WHAT TO PRODUCE —
Reproduce all of the material below word for word, and leave out the pictures.

------------------------------------------------

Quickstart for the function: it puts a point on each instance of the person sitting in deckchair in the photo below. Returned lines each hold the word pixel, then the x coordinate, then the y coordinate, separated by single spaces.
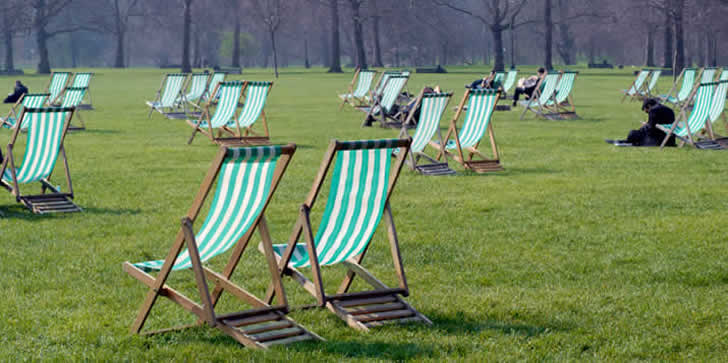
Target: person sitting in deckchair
pixel 526 86
pixel 649 134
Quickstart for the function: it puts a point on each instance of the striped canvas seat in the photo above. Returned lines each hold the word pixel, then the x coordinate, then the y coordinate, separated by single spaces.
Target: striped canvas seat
pixel 57 84
pixel 243 187
pixel 198 85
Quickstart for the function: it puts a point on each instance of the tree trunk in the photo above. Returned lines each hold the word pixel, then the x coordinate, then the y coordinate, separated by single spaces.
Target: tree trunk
pixel 9 65
pixel 361 56
pixel 335 42
pixel 548 25
pixel 186 67
pixel 650 48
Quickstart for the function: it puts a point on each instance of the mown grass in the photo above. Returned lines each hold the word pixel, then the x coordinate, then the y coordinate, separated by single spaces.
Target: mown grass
pixel 579 250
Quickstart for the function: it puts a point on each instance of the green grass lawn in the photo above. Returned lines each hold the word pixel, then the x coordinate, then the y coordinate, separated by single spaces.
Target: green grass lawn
pixel 578 250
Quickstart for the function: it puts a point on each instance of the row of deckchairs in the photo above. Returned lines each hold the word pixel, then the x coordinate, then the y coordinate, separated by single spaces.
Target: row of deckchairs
pixel 362 178
pixel 181 94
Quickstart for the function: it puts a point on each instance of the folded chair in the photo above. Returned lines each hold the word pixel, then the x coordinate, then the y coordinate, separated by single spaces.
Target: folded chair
pixel 363 179
pixel 687 128
pixel 634 91
pixel 561 106
pixel 541 96
pixel 47 129
pixel 383 103
pixel 170 97
pixel 58 83
pixel 480 107
pixel 72 97
pixel 363 79
pixel 27 100
pixel 207 122
pixel 246 180
pixel 688 76
pixel 83 80
pixel 432 106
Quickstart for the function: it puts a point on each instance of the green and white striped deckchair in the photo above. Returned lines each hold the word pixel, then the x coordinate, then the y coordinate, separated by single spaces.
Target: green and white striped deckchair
pixel 83 80
pixel 637 85
pixel 432 107
pixel 58 83
pixel 170 96
pixel 384 102
pixel 543 93
pixel 28 100
pixel 47 129
pixel 230 93
pixel 72 97
pixel 362 181
pixel 479 112
pixel 687 130
pixel 363 79
pixel 688 76
pixel 246 180
pixel 217 78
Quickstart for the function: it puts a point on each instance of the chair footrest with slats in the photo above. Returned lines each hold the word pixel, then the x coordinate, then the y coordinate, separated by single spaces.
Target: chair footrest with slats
pixel 366 313
pixel 263 329
pixel 49 203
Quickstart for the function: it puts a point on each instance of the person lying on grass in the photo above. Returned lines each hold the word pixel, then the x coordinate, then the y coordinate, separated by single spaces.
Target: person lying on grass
pixel 649 134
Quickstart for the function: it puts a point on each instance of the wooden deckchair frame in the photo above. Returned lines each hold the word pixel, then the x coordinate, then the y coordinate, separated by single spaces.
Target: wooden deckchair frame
pixel 205 312
pixel 338 302
pixel 479 166
pixel 58 201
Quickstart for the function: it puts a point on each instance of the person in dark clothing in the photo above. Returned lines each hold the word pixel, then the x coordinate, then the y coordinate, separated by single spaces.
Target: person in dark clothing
pixel 649 134
pixel 18 92
pixel 527 86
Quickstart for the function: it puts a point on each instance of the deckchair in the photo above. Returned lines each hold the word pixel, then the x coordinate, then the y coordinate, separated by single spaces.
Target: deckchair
pixel 561 106
pixel 207 122
pixel 543 93
pixel 686 129
pixel 196 88
pixel 246 180
pixel 169 100
pixel 363 179
pixel 27 100
pixel 383 103
pixel 432 106
pixel 688 76
pixel 480 107
pixel 56 85
pixel 47 129
pixel 363 80
pixel 649 91
pixel 637 85
pixel 83 80
pixel 72 97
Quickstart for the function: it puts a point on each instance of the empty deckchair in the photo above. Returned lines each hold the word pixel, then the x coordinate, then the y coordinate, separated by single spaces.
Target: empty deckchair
pixel 637 85
pixel 58 83
pixel 432 106
pixel 363 79
pixel 562 107
pixel 246 180
pixel 543 93
pixel 688 76
pixel 686 128
pixel 27 100
pixel 362 181
pixel 83 80
pixel 208 122
pixel 47 129
pixel 169 98
pixel 72 97
pixel 383 103
pixel 480 107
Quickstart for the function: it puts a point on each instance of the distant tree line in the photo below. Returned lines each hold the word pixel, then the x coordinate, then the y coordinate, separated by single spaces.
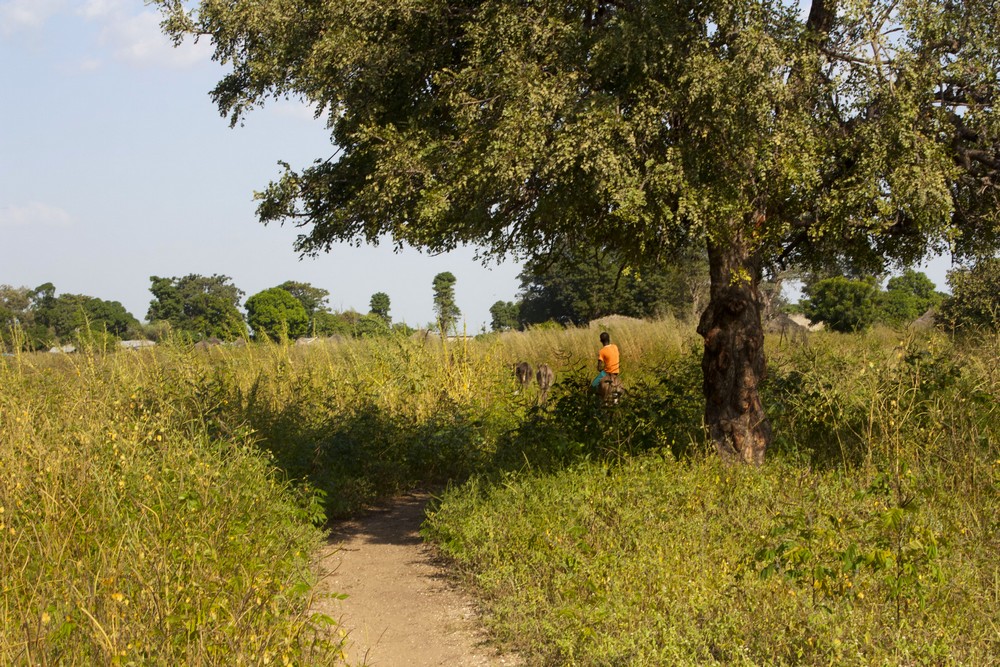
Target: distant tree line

------------------------------------------------

EXERCISE OUTPUT —
Quickstart for the function: it puts a point on each instance of the person sitting in deckchair in the photo below. Returned lines each hold the word pixel, then the x coordinate, then the y coordinate, separated by single spaces.
Target: person sitting in deckchair
pixel 526 86
pixel 649 134
Quickstart for the function: it puts a point on each instance of the striped canvas seat in the photo above. Returned lines each hold the word pixel, then the x coordinate, then the y coordinate, separated by single spaces.
Target: striped canvas seat
pixel 57 84
pixel 243 187
pixel 198 85
Quickstart for the function: it puts a point on each instance of the tree trunk in the photo above. Returned lines each hold the word pixel, then the x coordinate, then the y coordinate, separated by single spaces.
Target: tree trunk
pixel 9 65
pixel 361 56
pixel 335 42
pixel 548 25
pixel 186 67
pixel 650 48
Quickstart for the function: it puts a point on each instance of the mown grass in the photo above. Returned lines each hold the word pixel, then the x coordinate, then the y coordinate, separated by single spaces.
Target: mown grass
pixel 579 250
Quickstart for the function: it puts a point on each instance of the green grass lawn in the photo above. Returned lines each hold the word pixel, then the x coordinate, then the y coordinate, separated by single spaces.
Target: green grass lawn
pixel 578 250
Quickstart for the function: it puts a point on each instance of the row of deckchairs in the photo above. Returned lines each hold the word pixel, then the x coordinate, then the y coordinate, separated by single spaces.
Target: row of deckchairs
pixel 362 178
pixel 181 94
Quickstart for the function: it puts a point on each instance of the folded chair in the photo above. Returned lines each hold the word pixel, then the x coordinate, then the y coordinate, separated by single spaces.
Target: folded chair
pixel 363 179
pixel 687 128
pixel 634 91
pixel 561 106
pixel 541 96
pixel 47 129
pixel 383 103
pixel 170 97
pixel 58 83
pixel 480 107
pixel 72 97
pixel 363 79
pixel 27 100
pixel 207 122
pixel 246 180
pixel 688 76
pixel 83 80
pixel 432 106
Quickstart for the function: it puts a point on each instance of the green and white striped deckchair in the photo above. Returned lines each hold the word pixel, then the x coordinate, then the y coordinate, separated by single spaces.
Target: green and white striped deckchair
pixel 83 80
pixel 637 85
pixel 432 107
pixel 58 83
pixel 170 96
pixel 384 102
pixel 543 93
pixel 28 100
pixel 47 129
pixel 230 93
pixel 72 97
pixel 362 181
pixel 479 112
pixel 687 130
pixel 363 79
pixel 688 76
pixel 246 180
pixel 217 78
Quickstart for the function: it puts a point on each instance of the chair footrest with slats in the photo above. Returned lines each hold the word pixel, then the x coordinate, then the y coordinate, separated by single spaces.
Target: chair footrest with slats
pixel 366 313
pixel 263 329
pixel 49 203
Quickstart for the function: it puts a point on each instance of the person lying on grass in the photo above. Returned lines each hold the word pixel, then the x coordinate, then the y coordinate, separated by single spaces.
Target: person lying on grass
pixel 649 134
Quickstart for the function: it puts a point on each instance of the wooden deckchair frame in the photo above. Returned lines each hold the word pixel, then the x coordinate, then the y coordinate, separated by single spaces.
Target: wooden deckchair frame
pixel 205 312
pixel 338 302
pixel 479 166
pixel 58 201
Quickstart for the function: it puts a point on each instance of the person in dark clothing in the photo above. Returned lines each hold the word pixel, then the x coordinate, then the y coordinate, separated by single spaces.
Target: person in dark clothing
pixel 649 134
pixel 18 92
pixel 527 86
Quickstart for the function: it puts a point on each instance of the deckchair in the photo above. Returned lines each hold the word pixel, then the x coordinate, then the y coordinate, separated by single spaces.
Target: deckchair
pixel 561 106
pixel 207 122
pixel 543 93
pixel 686 129
pixel 196 88
pixel 246 180
pixel 169 100
pixel 363 179
pixel 27 100
pixel 383 103
pixel 432 106
pixel 688 76
pixel 480 107
pixel 56 85
pixel 47 129
pixel 363 80
pixel 649 91
pixel 637 85
pixel 83 80
pixel 72 97
Quickstart for the function: it puts a point on each instance of the empty deckchair in the photo above. Returned lines each hold the word pixel, then the x coordinate, then the y coordinate, separated by single spaces.
Target: empty deckchair
pixel 637 85
pixel 58 83
pixel 432 106
pixel 363 79
pixel 562 107
pixel 246 180
pixel 543 93
pixel 688 76
pixel 686 128
pixel 27 100
pixel 362 181
pixel 83 80
pixel 208 122
pixel 47 129
pixel 169 98
pixel 72 97
pixel 383 103
pixel 480 107
Quickstart for the function: it puts a point on each instance of the distant tree line in the photo below. Returned lines each hold the word pixel, then the x coordinate, then the y coordinate, separated by single spaces.
Target: distant tree line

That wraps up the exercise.